• ABOUT THIS TASK: Look through the data below for the line with "target: distant coastline" and the line with "target: backpack", then output those two and all lines in between, exactly as written.

• • • • •

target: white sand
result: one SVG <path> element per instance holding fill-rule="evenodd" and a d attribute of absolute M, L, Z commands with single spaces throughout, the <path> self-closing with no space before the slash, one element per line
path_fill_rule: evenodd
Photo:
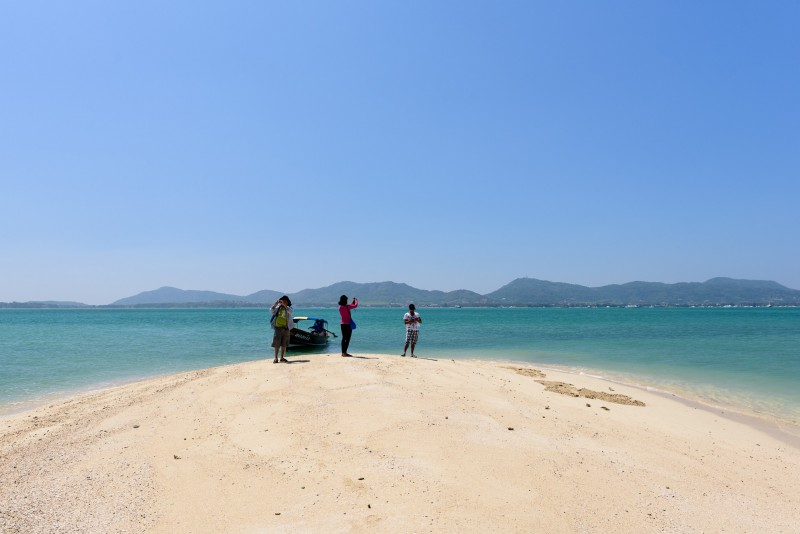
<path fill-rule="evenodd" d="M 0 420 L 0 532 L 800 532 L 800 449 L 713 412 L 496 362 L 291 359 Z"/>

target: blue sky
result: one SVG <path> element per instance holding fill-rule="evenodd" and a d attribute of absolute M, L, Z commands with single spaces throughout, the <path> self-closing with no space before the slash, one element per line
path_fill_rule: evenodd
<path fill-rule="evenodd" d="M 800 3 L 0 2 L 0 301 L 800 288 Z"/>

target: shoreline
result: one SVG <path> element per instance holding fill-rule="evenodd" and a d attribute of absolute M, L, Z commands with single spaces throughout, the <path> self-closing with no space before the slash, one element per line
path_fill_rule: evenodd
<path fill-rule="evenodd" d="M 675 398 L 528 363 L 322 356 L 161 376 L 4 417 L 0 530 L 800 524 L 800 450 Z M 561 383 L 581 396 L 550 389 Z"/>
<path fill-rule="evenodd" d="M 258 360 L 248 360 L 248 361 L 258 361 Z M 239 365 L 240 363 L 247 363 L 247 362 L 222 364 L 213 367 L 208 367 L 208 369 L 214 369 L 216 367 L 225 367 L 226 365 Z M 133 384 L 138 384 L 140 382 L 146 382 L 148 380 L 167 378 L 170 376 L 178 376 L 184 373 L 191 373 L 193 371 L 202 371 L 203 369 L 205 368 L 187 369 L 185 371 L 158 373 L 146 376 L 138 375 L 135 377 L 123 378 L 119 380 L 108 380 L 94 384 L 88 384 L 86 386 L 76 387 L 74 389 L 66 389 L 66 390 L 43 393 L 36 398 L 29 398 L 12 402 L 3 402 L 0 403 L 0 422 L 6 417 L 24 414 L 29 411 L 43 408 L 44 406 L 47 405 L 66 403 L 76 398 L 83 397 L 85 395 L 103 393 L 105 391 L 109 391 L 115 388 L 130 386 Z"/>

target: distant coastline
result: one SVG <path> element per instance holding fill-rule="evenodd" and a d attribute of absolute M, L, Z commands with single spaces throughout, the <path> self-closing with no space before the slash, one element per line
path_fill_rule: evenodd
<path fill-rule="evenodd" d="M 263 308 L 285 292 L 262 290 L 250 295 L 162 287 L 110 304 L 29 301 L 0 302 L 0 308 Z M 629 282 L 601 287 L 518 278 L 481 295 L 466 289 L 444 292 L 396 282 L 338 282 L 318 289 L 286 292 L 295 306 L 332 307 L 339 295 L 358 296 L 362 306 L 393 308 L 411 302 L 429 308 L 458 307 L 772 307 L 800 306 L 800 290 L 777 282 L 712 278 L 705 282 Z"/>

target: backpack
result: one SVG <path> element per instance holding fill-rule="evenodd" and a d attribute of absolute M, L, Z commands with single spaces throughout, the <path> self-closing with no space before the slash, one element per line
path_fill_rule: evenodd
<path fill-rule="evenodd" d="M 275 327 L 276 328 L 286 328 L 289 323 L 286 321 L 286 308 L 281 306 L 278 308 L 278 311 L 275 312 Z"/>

• • • • •

• RESULT OF THE EXERCISE:
target: distant coastline
result: one SVG <path> element per instance holding fill-rule="evenodd" and a d attribute of absolute M, L, Z commands with single spaces throughout, the <path> self-closing with no space before the slash, one element per line
path_fill_rule: evenodd
<path fill-rule="evenodd" d="M 263 308 L 285 292 L 262 290 L 250 295 L 162 287 L 110 304 L 29 301 L 0 302 L 0 308 Z M 629 282 L 601 287 L 518 278 L 481 295 L 466 289 L 444 292 L 396 282 L 338 282 L 318 289 L 286 292 L 295 306 L 332 307 L 339 295 L 358 296 L 362 306 L 393 308 L 411 302 L 429 308 L 458 307 L 772 307 L 800 306 L 800 290 L 777 282 L 712 278 L 705 282 Z"/>

target: backpack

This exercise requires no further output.